## TASKS TO CARRY OUT:
a. According to the DeepEvalEx.Evaluator documentation, what is the default for the :timeout option?
b. In the DeepEvalEx.Evaluator documentation, take the text between "List of result lists, one per test case." and "evaluate_single(test_case, metrics, opts \\ [])", inclusive, and write it out with "single metric" swapped for "given metric".
c. Translate this sentence from the DeepEvalEx.Evaluator documentation into Spanish: "Evaluates test cases against metrics using BEAM's lightweight processes for parallel execution."

## EXCERPTED PASSAGE:
· · · ·
DeepEvalEx.Evaluator (DeepEvalEx v0.1.0)

View Source

Concurrent evaluation engine for DeepEvalEx.

Evaluates test cases against metrics using BEAM's lightweight processes for parallel execution.

Usage

# Single test case
[results] = DeepEvalEx.Evaluator.evaluate([test_case], [metric])

# Multiple test cases (concurrent)
all_results = DeepEvalEx.Evaluator.evaluate(test_cases, metrics,
  concurrency: 20
)

Options

  • :concurrency - Maximum concurrent evaluations (default: schedulers * 2)
  • :timeout - Timeout per test case in milliseconds (default: 60_000)
  • :threshold - Default threshold for all metrics
  • :model - Default LLM model for LLM-based metrics
  • :adapter - Default LLM adapter

Results

Returns a list of result lists, one per test case:

[
  [%Result{metric: "Metric1", ...}, %Result{metric: "Metric2", ...}],
  [%Result{metric: "Metric1", ...}, %Result{metric: "Metric2", ...}]
]

Summary

Functions

Evaluates test cases against metrics concurrently.

Evaluates a single test case against a single metric.

Evaluates a single test case against all metrics.

Functions

evaluate(test_cases, metrics, opts \\ [])

@spec evaluate([DeepEvalEx.TestCase.t()], [module() | struct()], keyword()) :: [
  [DeepEvalEx.Result.t()]
]

Evaluates test cases against metrics concurrently.

Parameters

  • test_cases - List of test cases to evaluate
  • metrics - List of metric modules or structs
  • opts - Evaluation options

Returns

List of result lists, one per test case.

evaluate_metric(test_case, metric, opts)

@spec evaluate_metric(DeepEvalEx.TestCase.t(), module() | struct(), keyword()) ::
  DeepEvalEx.Result.t()

Evaluates a single test case against a single metric.

evaluate_single(test_case, metrics, opts \\ [])

@spec evaluate_single(DeepEvalEx.TestCase.t(), [module() | struct()], keyword()) :: [
  DeepEvalEx.Result.t()
]

Evaluates a single test case against all metrics.
· · · ·
## DATASET CONTENT:
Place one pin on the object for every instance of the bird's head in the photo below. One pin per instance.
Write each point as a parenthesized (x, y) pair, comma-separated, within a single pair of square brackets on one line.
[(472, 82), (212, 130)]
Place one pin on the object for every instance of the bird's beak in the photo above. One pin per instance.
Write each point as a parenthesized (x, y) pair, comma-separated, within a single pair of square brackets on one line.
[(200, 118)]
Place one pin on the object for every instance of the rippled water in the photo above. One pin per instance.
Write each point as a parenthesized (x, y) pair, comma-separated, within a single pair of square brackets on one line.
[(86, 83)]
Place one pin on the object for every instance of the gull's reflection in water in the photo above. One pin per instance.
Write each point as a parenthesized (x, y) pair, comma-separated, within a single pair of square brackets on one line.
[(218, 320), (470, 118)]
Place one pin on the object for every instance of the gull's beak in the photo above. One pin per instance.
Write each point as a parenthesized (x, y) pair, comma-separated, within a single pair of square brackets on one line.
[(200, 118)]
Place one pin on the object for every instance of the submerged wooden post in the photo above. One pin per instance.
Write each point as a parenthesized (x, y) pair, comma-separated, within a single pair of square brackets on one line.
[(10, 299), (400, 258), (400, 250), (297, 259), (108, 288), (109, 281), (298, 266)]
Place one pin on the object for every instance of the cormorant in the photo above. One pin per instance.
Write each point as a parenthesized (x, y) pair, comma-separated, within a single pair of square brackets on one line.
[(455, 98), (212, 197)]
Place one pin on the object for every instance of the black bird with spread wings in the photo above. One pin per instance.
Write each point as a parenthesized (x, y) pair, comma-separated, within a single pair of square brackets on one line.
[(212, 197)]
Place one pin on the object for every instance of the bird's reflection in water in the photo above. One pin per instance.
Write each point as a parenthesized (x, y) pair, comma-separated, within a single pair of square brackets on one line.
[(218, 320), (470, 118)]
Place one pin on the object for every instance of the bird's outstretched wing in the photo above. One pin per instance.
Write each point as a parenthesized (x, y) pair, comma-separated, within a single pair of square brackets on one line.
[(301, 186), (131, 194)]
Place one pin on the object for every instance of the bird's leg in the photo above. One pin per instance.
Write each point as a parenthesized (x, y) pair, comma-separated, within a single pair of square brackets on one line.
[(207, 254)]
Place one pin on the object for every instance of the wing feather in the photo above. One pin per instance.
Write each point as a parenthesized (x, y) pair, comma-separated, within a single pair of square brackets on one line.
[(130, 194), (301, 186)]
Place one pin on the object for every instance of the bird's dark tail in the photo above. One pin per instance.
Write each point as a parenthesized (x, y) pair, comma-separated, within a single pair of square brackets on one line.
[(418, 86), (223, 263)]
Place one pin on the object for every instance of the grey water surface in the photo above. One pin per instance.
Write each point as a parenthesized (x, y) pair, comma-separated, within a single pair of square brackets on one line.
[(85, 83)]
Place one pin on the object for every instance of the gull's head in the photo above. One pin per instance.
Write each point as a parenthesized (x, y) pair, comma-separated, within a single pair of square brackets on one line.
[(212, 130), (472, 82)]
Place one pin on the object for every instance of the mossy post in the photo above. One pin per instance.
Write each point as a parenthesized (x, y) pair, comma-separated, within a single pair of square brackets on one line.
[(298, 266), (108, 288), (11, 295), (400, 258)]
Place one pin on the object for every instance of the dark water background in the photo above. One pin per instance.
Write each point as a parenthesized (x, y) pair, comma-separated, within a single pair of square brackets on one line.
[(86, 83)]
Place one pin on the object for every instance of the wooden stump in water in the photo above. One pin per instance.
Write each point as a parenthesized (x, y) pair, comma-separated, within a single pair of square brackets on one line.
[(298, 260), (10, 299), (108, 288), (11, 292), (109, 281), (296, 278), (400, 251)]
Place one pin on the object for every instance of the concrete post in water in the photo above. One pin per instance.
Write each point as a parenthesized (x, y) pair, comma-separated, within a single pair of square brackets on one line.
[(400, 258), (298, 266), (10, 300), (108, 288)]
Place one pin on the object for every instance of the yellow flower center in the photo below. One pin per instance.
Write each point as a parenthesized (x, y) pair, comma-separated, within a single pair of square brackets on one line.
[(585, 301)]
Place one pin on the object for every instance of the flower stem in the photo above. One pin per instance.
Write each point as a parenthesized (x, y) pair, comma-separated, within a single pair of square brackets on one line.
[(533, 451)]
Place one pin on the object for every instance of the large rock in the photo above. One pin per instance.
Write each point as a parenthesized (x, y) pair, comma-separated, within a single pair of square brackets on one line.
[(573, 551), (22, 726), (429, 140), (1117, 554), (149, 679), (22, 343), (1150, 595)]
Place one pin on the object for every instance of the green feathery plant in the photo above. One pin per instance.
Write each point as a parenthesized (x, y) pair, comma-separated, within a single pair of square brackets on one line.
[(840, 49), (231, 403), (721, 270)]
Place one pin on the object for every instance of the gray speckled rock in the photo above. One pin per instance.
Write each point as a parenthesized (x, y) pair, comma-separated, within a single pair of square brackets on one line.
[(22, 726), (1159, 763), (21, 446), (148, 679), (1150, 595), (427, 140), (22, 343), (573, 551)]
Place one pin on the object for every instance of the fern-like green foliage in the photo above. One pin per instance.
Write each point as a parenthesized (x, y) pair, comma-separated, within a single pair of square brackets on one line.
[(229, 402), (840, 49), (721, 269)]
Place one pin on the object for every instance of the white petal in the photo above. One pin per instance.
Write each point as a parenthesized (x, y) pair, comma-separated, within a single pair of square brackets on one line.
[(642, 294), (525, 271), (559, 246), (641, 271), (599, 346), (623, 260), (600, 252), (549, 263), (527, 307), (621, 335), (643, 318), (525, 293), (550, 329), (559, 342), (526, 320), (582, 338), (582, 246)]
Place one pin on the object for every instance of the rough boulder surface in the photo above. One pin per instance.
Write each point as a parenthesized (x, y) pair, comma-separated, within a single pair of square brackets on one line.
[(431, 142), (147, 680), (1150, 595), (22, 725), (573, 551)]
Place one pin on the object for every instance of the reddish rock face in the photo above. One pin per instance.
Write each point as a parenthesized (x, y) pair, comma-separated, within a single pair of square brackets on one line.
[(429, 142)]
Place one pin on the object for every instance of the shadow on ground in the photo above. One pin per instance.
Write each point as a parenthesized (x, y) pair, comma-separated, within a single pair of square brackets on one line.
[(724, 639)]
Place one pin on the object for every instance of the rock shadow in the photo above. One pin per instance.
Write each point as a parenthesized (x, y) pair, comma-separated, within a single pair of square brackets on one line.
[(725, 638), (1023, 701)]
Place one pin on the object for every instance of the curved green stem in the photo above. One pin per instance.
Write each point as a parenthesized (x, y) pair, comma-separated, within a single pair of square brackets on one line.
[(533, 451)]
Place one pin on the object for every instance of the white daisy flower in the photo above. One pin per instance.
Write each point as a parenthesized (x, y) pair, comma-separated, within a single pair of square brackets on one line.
· · · ·
## TASK-BY-TASK SOLUTIONS:
a. 60_000 milliseconds per test case.

b.
List of result lists, one per test case.

evaluate_metric(test_case, metric, opts)

@spec evaluate_metric(DeepEvalEx.TestCase.t(), module() | struct(), keyword()) ::
  DeepEvalEx.Result.t()

Evaluates a single test case against a given metric.

evaluate_single(test_case, metrics, opts \\ [])

c. Evalúa casos de prueba frente a métricas usando los procesos ligeros de BEAM para la ejecución en paralelo.